**EXCERPT PROVIDED**:
------------------------------------------------------------
Flowsheet Tools
Sensitivity Analysis
You can use the Sensitivity Analysis Utility in order to study the influence of up to 2 variables into other dependent flowsheet variables. The changes in variables are defined by a value range and a number of equally spaced points within this range. For example, you can analyze the influence of temperature and pressure in the enthalpy of a mixture, from 200 to 400 K and from 100 to 1000 kPa, nine points for temperature and 5 points for pressure, totaling 45 points on which the enthalpy will be calculated at different temperatures and pressures. This also means that the flowsheet will be recalculated 45 times (!), so be careful with the number of points you choose as the calculation time can be prohibitive.
The sensitivity analysis utility is based on case studies. In a single simulation one can define a number of cases, each one with its own variables, ranges and results. These cases will be saved together with the simulation, and cannot be exported to other ones. The results are shown in a table, so the data can be copied and pasted into another specialized data analysis software or sent directly to the data regression plugin.
Optimization
The Optimizer in DWSIM handles single and multivariate optimization problems with or without bound constraints. The objective function can be either a variable in the flowsheet or an expression as a function of as many variables as you need.
The interface is very similar to Sensitivity Analysis's one. One can define a number of cases, each one with its own variables, ranges and results. These cases will be saved together with the current simulation, and cannot be exported to other simulations.
There are some options to choose from in DWSIM's Multivariate Optimizer. It is possible to select the type of the optimization (minimization or maximization of the objective function), choose if the indendent variables will have lower and/or upper bounds and if the objective function will be a flowsheet variable or an expression based on flowsheet variables. One can also define a maximum number for the iterations and a tolerance for the variation of the calculated value for the objective function - if the variation is less than the defined value, the flowsheet is considered optimized and the process stops. There is also an option to choose if the flowsheet will be returned to its original state after optimization, so the results will be shown only in the current window, and the flowsheet initial configuration will remain intact.
------------------------------------------------------------
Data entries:
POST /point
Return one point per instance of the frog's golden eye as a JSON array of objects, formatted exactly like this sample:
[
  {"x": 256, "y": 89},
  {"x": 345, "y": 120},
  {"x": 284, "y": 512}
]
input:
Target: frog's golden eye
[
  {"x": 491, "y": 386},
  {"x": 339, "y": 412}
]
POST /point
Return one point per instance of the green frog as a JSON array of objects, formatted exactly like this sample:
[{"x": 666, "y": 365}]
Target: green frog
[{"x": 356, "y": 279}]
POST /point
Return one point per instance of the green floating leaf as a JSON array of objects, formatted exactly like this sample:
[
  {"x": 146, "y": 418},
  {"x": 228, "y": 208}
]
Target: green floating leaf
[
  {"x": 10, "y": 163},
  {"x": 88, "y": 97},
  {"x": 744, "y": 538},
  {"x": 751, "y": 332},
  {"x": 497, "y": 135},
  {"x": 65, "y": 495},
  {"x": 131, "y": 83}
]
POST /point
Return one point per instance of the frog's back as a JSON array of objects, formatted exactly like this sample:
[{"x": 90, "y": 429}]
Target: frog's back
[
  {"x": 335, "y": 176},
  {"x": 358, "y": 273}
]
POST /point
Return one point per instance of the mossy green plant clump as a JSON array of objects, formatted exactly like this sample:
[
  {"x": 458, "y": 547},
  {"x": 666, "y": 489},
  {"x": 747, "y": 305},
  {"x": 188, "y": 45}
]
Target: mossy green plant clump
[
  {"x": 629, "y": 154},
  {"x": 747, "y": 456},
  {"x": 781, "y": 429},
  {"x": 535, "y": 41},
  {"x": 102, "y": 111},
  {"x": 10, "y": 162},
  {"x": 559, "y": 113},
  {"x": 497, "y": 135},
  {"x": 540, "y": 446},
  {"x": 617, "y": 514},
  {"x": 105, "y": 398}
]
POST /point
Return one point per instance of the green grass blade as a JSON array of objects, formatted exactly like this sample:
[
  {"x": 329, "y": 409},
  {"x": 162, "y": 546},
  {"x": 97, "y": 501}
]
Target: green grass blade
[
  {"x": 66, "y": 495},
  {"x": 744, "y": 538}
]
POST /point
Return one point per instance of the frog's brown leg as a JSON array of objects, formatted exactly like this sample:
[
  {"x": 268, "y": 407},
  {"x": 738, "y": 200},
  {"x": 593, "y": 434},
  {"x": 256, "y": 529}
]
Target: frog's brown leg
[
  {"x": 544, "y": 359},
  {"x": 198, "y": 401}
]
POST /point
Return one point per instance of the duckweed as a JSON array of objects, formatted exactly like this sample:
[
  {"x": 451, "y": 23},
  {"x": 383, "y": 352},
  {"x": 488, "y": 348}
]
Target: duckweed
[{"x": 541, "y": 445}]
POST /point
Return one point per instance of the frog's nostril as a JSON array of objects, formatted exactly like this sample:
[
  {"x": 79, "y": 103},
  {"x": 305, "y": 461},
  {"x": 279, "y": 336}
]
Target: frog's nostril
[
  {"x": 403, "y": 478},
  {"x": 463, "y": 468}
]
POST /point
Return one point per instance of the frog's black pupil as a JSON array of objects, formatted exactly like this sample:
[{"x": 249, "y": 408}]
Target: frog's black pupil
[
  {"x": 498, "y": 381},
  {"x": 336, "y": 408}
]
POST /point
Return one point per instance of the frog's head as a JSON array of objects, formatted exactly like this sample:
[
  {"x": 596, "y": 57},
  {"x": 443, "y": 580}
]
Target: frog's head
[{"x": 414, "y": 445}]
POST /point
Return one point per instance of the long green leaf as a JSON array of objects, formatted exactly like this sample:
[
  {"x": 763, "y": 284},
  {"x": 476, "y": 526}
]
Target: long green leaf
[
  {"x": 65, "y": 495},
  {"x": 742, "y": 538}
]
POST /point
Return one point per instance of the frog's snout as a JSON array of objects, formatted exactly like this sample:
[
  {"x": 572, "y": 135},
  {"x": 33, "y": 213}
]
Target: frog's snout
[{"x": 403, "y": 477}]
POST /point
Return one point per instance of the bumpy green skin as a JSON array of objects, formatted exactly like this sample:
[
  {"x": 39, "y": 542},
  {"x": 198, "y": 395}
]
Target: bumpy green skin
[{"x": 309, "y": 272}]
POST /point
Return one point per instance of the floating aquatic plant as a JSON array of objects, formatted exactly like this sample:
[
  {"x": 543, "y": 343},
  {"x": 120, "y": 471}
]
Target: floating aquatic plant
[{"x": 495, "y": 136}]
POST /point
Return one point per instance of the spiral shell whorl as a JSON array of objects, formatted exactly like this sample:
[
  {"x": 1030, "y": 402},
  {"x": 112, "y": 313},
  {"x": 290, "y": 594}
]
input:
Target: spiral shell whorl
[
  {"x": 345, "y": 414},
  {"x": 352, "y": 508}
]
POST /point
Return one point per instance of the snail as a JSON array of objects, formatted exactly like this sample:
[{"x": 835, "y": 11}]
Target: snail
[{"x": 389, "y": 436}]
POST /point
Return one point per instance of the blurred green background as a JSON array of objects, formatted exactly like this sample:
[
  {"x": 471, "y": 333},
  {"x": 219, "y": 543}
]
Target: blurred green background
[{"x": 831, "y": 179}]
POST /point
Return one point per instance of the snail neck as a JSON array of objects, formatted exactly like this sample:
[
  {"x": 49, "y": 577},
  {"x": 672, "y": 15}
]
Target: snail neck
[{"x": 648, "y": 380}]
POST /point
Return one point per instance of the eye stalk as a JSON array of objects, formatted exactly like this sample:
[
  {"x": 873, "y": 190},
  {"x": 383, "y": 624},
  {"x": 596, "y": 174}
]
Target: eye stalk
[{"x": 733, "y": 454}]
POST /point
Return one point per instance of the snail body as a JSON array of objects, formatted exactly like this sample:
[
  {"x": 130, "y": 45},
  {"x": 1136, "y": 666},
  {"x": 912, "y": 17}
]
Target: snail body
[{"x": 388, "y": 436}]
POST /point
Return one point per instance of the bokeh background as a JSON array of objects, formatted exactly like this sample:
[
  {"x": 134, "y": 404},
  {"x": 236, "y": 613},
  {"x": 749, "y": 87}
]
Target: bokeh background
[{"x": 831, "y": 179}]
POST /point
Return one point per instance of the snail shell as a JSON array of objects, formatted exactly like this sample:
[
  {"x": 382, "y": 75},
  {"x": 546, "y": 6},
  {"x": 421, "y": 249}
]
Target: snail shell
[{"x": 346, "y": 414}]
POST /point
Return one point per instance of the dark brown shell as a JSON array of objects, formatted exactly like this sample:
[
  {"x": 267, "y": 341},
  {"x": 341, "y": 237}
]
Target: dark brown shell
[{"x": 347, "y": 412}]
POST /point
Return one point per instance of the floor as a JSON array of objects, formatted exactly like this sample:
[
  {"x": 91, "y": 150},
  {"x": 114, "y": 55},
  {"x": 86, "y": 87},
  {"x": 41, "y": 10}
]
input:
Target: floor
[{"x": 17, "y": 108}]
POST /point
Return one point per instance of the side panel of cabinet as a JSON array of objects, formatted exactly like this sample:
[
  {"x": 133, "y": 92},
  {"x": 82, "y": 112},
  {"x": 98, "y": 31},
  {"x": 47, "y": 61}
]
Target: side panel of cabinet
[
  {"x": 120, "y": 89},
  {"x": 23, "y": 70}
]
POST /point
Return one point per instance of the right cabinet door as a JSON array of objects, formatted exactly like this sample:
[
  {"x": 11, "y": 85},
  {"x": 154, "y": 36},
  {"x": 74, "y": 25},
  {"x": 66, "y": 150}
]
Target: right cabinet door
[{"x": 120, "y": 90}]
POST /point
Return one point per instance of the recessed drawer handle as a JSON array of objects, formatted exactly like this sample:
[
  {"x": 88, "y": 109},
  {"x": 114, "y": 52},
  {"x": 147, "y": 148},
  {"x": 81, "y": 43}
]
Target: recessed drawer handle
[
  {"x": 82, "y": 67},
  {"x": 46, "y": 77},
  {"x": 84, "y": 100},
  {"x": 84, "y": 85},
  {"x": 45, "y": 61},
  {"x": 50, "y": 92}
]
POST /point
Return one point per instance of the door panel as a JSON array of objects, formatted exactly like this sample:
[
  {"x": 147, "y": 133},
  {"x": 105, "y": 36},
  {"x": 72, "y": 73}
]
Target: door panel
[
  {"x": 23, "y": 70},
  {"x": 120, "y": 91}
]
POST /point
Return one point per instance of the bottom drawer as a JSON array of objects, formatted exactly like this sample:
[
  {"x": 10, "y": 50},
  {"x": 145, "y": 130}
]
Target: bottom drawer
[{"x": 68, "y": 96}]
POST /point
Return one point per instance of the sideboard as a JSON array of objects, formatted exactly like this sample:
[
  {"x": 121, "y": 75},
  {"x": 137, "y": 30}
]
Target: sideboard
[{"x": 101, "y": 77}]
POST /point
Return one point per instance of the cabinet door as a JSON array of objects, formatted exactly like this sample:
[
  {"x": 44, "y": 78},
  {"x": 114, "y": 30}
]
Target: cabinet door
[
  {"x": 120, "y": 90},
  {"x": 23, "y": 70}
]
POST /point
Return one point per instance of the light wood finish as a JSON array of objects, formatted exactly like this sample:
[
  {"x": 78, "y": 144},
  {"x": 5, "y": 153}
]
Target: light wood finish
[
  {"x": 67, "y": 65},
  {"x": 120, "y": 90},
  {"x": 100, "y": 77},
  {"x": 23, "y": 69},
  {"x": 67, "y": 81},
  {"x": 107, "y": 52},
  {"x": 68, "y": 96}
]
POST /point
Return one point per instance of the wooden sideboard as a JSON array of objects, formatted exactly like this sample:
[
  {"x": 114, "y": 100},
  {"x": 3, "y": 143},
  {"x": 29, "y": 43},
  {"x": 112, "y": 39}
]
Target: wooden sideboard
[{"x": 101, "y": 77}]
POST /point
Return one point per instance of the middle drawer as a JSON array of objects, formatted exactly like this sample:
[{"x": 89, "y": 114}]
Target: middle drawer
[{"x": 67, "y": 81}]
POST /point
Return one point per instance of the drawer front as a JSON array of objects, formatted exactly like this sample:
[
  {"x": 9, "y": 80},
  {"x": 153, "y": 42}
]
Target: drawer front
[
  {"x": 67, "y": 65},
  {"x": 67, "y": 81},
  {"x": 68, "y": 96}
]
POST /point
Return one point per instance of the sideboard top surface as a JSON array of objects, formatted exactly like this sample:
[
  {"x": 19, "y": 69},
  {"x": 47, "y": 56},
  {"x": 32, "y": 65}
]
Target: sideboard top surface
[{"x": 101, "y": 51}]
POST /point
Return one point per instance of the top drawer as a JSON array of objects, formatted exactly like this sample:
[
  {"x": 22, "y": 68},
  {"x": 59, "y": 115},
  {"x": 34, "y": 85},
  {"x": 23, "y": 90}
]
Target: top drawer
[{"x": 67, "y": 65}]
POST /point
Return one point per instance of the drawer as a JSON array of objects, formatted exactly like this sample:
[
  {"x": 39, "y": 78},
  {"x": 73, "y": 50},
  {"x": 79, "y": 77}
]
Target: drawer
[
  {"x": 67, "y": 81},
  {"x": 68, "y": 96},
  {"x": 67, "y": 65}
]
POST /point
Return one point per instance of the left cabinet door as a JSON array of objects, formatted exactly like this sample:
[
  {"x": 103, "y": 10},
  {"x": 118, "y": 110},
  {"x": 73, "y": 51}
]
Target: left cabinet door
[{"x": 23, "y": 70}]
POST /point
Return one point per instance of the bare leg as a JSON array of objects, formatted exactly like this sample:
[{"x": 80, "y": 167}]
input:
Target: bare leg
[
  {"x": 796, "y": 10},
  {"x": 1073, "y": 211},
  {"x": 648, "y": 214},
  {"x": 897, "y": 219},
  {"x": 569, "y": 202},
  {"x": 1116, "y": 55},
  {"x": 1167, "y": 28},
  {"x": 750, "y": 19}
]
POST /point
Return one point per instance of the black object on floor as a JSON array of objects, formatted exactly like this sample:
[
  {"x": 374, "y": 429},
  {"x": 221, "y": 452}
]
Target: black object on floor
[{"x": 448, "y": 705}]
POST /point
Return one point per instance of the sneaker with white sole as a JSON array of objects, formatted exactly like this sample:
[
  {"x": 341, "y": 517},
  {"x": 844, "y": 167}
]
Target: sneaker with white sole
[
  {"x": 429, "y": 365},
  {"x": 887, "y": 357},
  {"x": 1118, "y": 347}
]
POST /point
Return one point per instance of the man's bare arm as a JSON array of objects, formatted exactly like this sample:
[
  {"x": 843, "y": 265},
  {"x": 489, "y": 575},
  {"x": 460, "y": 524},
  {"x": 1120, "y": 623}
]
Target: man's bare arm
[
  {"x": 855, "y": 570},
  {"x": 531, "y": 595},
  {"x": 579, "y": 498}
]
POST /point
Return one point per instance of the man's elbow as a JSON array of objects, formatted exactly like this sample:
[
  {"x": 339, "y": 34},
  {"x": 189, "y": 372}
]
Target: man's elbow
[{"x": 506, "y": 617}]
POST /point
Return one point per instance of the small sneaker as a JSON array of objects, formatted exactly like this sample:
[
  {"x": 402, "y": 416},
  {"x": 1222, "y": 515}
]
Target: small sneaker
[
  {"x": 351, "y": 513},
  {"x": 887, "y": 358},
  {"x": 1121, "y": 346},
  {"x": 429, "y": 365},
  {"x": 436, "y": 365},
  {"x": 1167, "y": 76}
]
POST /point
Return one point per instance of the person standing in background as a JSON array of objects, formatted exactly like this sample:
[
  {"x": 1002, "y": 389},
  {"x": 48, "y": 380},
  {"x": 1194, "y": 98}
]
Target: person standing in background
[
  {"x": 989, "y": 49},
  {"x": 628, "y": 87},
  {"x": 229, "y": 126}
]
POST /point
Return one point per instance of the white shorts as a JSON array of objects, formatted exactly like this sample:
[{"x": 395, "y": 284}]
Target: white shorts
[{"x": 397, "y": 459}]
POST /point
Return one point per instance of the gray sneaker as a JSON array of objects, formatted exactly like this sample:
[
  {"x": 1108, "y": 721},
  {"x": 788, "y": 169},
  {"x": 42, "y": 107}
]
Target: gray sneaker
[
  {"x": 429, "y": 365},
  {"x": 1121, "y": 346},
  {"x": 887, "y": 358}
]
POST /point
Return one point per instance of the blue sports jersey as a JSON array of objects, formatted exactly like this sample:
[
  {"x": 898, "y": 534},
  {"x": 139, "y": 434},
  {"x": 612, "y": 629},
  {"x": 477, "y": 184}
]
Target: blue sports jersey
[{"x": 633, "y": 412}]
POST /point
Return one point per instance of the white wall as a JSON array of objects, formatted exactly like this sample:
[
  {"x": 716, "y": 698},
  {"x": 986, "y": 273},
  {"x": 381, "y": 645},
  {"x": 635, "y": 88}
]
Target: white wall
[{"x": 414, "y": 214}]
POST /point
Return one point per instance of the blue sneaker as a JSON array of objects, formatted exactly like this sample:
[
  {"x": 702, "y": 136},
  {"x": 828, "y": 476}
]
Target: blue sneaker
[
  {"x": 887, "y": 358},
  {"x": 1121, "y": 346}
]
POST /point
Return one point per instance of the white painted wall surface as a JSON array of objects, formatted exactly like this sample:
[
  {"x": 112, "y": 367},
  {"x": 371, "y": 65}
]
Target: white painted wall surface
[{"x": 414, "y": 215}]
------------------------------------------------------------
Write out the stretch of the flowsheet tools page from "There are some" through "will remain intact.".

There are some options to choose from in DWSIM's Multivariate Optimizer. It is possible to select the type of the optimization (minimization or maximization of the objective function), choose if the indendent variables will have lower and/or upper bounds and if the objective function will be a flowsheet variable or an expression based on flowsheet variables. One can also define a maximum number for the iterations and a tolerance for the variation of the calculated value for the objective function - if the variation is less than the defined value, the flowsheet is considered optimized and the process stops. There is also an option to choose if the flowsheet will be returned to its original state after optimization, so the results will be shown only in the current window, and the flowsheet initial configuration will remain intact.